## Selected extract:
::::
Supply chain snarls and a shortage of qualified drivers have driven the freight industry toward a digital overhaul.
But not all areas of the logistics and freight industry have embraced modernization.
Bharath Krishnamoorthy, CEO and co-founder at Axle, told PYMNTS’ Karen Webster that freight financing has lagged. Credit and payments for shippers have been mired, for decades, in paper-based processes, done by pen, with clipboards and even by fax.
“Some of our competitors will have clients fax them documents whenever they want to get financing — which is outrageous,” he said. Those freight and logistics firms are working with truck drivers who spend all day on the road — encountering nary a fax machine.
That means it can take weeks or even months to get paid. For the brokers, the negative ripple effect is that cash flow management is no easy process, and visibility is lacking. Many of those smaller brokers and carriers, he said, even amid the explosion in demand, have struggled to be paid long after the deliveries have been made. And where cash-flow cycles are elongated, growth is truncated.
In a twist on the age-old practice, Krishnamoorthy said, invoice factoring can be greatly improved by the use of online platforms, Axle’s among them. And that, in turn, can improve supply chain dynamics.
::::
## Data segment:
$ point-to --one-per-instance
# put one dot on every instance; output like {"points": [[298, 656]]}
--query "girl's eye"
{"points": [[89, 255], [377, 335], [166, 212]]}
::::
## Work to complete:
In the freight financing text, how do some of Axle's competitors have clients send documents when they want financing?

## Exercise result:
By fax.